── Document text ──

Into her eighth decade, Colleen Grey remained a glamorous figure, reminiscent of Zsa Zsa Gabor. "If there was an outfit, there were shoes that matched and earrings that matched," said her eldest granddaughter, Brenda Shafer-Pellinen of Carlton, Minn. "Nobody ever saw her without her makeup on."
A voracious reader and arts enthusiast, Grey cared for her husband, who had Alzheimer's, in their Bloomington home. To blow off steam, Grey would visit the local casino, where she was befriended by a gambler two decades her junior, named Michael Mann.
When Grey's husband's died in 2002, she was emotionally distraught. The next time she bumped into Mann, he initiated what her family suspected was a parasitic relationship in the guise of a romance.
It took a decade for the evidence to pile up. After moving in, Mann isolated Grey from her family and stole more than $100,000 of her money. He pawned her wedding ring and sold the tires off her Buick, Shafer-Pellinen said. When the family finally got into Grey's home, which she eventually lost due to years of unpaid taxes, it was missing appliances, infested with vermin and mold. "It looked like somebody had picked the place over for parts," Shafer-Pellinen said.

───

_Questions to answer_
**A)** List every person named in the article about Colleen Grey.
**B)** Pick up the article about Colleen Grey after its last sentence and continue it.

── Provided records ──

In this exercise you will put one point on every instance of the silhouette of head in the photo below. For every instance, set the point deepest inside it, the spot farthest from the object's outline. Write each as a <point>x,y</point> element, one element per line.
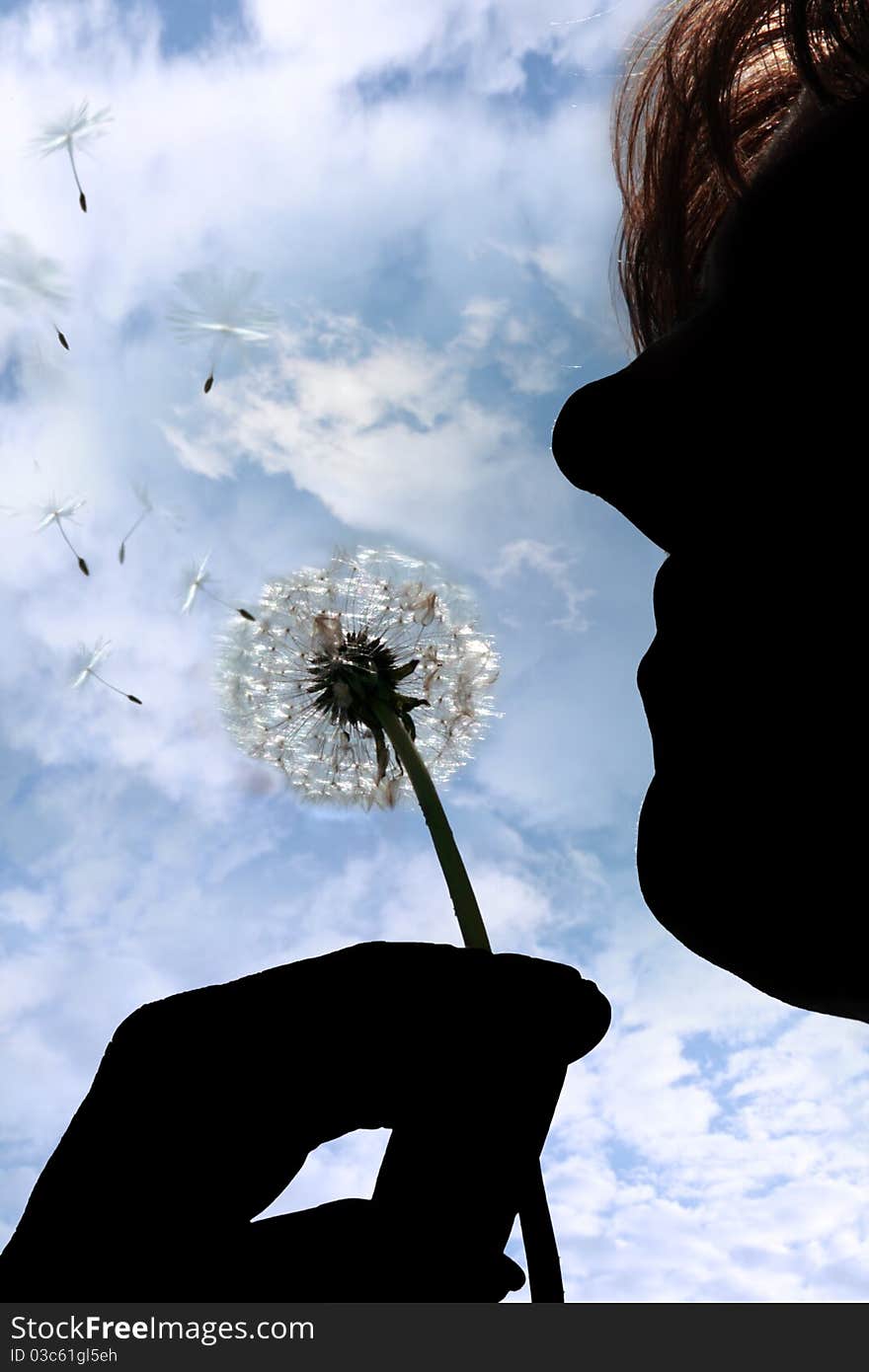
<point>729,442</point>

───
── Provided records ──

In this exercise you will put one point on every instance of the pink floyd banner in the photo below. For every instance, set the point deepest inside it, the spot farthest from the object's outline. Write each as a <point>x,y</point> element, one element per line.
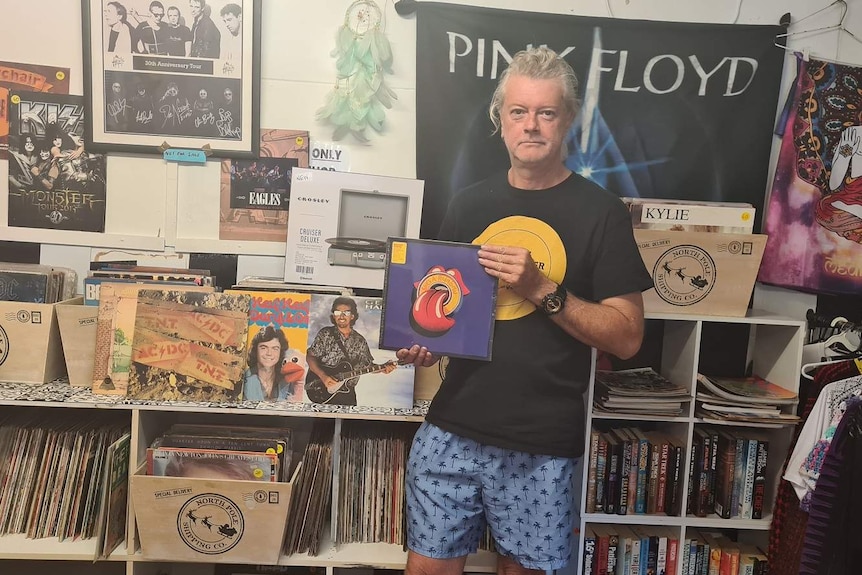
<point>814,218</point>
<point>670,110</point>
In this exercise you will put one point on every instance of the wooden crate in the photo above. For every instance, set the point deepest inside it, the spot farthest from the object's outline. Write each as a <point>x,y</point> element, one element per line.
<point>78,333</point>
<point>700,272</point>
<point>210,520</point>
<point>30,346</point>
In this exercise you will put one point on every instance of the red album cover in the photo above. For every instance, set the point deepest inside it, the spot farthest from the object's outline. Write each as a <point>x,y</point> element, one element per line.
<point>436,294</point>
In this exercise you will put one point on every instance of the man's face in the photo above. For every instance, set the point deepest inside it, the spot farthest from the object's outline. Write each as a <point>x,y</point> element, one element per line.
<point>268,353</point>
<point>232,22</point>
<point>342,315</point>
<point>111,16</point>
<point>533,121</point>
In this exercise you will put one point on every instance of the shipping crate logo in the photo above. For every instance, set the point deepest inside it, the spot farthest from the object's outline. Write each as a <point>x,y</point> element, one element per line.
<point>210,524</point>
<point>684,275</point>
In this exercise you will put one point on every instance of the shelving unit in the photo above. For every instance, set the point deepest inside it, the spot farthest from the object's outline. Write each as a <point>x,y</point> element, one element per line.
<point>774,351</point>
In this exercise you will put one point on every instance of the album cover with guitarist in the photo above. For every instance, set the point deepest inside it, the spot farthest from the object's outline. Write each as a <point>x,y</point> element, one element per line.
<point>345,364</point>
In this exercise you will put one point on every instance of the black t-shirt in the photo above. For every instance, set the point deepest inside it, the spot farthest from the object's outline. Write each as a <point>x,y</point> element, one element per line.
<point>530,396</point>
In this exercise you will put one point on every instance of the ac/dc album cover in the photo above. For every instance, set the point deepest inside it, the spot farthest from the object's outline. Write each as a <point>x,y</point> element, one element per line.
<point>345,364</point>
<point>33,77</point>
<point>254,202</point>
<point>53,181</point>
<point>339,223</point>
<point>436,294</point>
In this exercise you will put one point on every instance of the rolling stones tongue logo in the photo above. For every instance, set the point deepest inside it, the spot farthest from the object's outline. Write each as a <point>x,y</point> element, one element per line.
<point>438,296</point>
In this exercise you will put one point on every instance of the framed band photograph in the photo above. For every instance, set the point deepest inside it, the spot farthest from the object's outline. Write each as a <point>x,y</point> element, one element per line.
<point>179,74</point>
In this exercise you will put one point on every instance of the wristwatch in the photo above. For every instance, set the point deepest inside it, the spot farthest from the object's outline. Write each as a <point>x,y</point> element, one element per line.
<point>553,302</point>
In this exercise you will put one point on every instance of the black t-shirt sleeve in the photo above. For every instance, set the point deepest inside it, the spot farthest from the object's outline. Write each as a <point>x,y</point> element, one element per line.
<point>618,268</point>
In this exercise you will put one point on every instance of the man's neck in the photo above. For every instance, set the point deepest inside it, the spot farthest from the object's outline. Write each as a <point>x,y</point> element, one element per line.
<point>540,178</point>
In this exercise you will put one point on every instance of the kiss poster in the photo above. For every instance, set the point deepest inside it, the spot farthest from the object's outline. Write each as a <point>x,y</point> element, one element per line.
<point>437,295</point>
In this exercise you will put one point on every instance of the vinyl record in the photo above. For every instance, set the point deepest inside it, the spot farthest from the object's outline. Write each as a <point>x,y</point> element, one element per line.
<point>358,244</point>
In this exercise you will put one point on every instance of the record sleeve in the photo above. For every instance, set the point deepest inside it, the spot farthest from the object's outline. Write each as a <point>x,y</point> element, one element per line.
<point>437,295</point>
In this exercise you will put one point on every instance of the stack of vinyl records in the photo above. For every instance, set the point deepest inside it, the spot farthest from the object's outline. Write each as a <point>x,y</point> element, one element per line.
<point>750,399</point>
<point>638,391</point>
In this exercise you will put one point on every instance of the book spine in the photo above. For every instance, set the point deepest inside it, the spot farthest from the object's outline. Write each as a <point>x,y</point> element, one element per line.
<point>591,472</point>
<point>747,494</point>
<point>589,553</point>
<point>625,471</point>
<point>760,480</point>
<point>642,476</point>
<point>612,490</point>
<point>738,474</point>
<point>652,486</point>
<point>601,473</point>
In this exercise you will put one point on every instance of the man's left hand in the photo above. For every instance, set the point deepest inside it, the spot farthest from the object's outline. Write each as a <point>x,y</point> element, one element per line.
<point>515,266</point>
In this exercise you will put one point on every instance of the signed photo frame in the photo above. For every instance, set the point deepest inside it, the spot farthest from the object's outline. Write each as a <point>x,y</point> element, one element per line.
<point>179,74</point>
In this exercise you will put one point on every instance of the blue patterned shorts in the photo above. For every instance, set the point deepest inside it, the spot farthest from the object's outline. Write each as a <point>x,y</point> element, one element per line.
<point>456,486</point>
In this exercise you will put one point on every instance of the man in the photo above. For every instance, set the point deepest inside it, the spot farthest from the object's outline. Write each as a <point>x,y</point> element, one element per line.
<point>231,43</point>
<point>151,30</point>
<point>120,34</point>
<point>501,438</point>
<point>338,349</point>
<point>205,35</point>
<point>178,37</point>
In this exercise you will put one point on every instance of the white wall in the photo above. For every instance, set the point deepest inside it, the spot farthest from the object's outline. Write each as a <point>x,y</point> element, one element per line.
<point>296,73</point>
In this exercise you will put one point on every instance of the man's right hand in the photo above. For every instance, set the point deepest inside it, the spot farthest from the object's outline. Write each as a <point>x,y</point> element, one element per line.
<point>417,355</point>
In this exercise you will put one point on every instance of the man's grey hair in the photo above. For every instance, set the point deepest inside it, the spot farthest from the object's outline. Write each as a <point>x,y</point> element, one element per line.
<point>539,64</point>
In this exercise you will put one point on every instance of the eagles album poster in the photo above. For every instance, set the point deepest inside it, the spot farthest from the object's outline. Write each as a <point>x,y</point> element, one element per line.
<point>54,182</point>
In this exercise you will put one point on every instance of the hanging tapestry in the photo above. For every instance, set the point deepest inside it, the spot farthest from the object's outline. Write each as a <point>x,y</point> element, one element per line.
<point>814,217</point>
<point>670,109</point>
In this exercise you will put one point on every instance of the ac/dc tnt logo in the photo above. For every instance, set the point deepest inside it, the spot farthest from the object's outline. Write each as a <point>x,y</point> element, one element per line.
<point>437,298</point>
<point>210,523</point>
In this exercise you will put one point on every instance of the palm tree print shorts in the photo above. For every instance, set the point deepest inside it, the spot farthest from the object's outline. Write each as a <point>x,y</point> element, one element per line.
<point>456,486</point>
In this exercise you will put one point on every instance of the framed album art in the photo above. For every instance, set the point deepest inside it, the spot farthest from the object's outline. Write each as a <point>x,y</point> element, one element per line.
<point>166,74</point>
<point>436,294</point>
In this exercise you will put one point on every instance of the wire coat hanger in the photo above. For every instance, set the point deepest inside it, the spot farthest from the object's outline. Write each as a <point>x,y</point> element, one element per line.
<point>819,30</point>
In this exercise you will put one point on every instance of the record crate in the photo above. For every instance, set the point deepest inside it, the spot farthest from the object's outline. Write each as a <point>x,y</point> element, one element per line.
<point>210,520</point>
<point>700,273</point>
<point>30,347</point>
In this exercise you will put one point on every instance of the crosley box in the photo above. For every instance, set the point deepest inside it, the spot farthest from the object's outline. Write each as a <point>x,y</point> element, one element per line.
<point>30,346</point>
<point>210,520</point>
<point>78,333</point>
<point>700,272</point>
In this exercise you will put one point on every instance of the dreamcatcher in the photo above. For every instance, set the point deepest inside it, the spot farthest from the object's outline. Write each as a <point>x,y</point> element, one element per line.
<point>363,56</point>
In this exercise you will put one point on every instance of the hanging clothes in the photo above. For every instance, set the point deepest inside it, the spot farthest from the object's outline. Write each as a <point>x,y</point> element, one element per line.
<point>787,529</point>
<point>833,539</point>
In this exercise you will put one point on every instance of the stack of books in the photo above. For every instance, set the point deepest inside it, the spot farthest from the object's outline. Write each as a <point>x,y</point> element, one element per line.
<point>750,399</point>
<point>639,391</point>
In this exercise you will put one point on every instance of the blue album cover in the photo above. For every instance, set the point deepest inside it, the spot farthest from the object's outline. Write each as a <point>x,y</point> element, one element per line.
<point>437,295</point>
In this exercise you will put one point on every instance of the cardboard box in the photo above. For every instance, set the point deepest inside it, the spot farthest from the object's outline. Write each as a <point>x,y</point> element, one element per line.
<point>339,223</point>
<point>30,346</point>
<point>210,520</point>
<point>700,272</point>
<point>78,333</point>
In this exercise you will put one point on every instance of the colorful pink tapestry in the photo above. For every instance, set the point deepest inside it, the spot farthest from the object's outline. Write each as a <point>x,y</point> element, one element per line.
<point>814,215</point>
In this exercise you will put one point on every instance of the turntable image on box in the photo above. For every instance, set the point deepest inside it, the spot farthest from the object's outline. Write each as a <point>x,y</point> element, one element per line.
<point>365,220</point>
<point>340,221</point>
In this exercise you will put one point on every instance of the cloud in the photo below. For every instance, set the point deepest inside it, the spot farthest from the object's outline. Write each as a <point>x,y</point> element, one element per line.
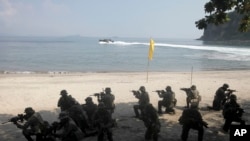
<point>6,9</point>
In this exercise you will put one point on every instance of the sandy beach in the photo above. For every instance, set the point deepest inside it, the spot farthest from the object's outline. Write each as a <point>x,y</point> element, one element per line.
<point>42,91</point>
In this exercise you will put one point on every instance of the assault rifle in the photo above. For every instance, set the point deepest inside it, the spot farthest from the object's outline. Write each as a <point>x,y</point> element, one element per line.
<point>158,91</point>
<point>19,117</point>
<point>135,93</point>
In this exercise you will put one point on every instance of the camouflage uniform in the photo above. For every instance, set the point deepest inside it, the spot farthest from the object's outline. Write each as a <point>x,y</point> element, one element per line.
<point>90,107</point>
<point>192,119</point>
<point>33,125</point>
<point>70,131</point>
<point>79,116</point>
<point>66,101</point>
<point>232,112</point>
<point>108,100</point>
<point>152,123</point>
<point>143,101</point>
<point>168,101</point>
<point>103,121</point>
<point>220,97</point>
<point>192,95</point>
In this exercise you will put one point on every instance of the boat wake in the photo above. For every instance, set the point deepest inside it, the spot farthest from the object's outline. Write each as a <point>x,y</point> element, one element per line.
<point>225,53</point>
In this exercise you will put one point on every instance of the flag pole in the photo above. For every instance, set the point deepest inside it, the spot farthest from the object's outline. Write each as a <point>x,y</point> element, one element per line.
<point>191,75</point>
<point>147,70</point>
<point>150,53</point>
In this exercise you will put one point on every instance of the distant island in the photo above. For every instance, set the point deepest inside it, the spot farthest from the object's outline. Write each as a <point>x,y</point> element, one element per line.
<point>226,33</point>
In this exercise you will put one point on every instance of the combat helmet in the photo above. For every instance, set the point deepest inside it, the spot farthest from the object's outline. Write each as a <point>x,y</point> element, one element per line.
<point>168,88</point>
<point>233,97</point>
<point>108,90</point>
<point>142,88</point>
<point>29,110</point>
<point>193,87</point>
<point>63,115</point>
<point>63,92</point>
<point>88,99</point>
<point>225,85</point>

───

_Answers for this exercise_
**A)** Colleen Grey, Zsa Zsa Gabor, Brenda Shafer-Pellinen, Michael Mann

**B)**
The family learned that Grey had leukemia, among other medical conditions that had gone untreated during her time with Mann. That lack of health care hastened Grey's death, about a year after she reunited with her family.
Prior to meeting Mann, Grey wasn't someone you'd consider vulnerable; she lived independently and maintained strong ties with many relatives nearby. "If this can happen to a family like that, this can happen to anyone," Shafer-Pellinen said.
The Minnesota Department of Human Services receives more than 50,000 reports of suspected abuse, neglect or financial exploitation of vulnerable adults each year. Among incidents of theft, so-called "sweetheart scams" are especially damaging. Mann's sowing mistrust into Grey's established relationships destroyed her family, Shafer-Pellinen said. "There was so much other wreckage beside those bank accounts."